╭─ Data shown

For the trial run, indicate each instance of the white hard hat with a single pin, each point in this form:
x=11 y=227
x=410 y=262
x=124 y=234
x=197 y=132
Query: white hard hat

╰─

Problem to solve: Output the records verbatim, from the first line to the last.

Solution to this exercise:
For the trial run, indicate each instance of the white hard hat with a single pin, each point in this form:
x=11 y=227
x=410 y=262
x=124 y=234
x=197 y=132
Query: white hard hat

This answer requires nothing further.